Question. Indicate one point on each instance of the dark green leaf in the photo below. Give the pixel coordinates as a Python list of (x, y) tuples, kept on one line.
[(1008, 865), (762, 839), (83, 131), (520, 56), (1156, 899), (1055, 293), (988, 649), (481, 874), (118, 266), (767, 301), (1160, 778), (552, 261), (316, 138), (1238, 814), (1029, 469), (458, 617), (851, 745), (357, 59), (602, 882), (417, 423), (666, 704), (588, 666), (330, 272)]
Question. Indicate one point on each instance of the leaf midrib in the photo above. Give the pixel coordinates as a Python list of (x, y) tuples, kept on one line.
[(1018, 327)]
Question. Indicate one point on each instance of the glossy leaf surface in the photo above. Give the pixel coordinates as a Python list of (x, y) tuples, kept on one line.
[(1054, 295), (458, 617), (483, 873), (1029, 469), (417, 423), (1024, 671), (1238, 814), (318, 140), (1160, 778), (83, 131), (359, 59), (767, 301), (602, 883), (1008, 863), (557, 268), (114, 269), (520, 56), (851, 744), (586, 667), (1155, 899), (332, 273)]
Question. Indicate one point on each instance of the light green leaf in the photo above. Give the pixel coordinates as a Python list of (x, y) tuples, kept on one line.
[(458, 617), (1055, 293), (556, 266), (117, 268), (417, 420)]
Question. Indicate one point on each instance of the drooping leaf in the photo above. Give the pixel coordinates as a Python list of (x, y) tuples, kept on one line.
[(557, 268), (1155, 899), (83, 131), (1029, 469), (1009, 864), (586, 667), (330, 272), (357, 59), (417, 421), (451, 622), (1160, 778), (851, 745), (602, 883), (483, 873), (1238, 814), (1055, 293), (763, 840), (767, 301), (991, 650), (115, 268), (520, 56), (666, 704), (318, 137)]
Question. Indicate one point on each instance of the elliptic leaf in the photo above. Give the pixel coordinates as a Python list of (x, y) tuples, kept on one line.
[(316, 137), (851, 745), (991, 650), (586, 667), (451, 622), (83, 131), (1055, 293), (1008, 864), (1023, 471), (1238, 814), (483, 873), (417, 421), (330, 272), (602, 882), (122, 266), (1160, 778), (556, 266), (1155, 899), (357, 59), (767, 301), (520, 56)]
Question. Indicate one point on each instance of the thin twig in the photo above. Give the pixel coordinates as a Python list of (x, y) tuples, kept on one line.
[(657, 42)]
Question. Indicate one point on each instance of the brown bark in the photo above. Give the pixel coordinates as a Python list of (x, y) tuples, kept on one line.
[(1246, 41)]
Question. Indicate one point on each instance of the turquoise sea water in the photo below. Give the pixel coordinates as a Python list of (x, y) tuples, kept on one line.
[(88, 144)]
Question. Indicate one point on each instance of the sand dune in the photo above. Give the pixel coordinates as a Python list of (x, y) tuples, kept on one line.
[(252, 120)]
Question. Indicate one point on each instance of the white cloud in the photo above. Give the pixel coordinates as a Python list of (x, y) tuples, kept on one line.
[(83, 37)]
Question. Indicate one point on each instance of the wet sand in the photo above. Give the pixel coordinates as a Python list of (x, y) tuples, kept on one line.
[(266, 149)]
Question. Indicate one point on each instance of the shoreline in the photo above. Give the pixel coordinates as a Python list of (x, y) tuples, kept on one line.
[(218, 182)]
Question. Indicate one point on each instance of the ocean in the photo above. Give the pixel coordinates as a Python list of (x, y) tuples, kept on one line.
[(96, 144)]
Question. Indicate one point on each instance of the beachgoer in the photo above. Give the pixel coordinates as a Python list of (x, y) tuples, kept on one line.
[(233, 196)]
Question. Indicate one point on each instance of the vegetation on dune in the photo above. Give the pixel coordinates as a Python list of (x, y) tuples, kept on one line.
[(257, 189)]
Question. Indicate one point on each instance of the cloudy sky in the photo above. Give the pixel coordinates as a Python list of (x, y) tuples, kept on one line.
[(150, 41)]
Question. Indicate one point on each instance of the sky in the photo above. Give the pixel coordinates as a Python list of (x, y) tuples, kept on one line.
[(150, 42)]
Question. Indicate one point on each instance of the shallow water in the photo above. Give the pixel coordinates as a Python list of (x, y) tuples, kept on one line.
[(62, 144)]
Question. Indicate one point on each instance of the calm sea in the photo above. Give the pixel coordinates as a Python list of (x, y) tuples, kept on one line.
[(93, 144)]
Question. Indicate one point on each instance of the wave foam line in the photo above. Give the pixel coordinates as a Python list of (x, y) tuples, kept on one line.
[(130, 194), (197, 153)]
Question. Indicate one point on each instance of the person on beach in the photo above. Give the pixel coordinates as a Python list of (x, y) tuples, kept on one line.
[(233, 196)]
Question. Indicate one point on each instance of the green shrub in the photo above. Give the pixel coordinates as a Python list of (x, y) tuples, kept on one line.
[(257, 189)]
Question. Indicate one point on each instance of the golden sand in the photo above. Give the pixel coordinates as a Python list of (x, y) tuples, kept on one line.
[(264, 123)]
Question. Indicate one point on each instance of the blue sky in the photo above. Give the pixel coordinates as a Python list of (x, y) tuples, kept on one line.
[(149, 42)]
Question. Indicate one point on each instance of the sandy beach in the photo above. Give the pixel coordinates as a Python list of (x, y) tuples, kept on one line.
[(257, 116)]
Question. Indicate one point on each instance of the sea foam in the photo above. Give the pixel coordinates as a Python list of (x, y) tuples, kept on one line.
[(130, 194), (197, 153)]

- **SHORT EXERCISE**:
Rewrite the lines starting at the one containing "Question. Indicate one point on each instance of the thin" and ending with the one containing "[(1246, 41)]", replacing "twig" with "branch" and leaving everything else unchanged.

- **EXERCISE OUTPUT**:
Question. Indicate one point on each instance of the thin branch in the photo above. Give the pixel coordinates as a Python list of (x, y) tuples, kept on one line.
[(657, 42)]
Question. Indicate one point on each instance of the brown bark in the photo above. Give the pixel coordinates as a Python list of (x, y) tuples, kept on one line.
[(1246, 41)]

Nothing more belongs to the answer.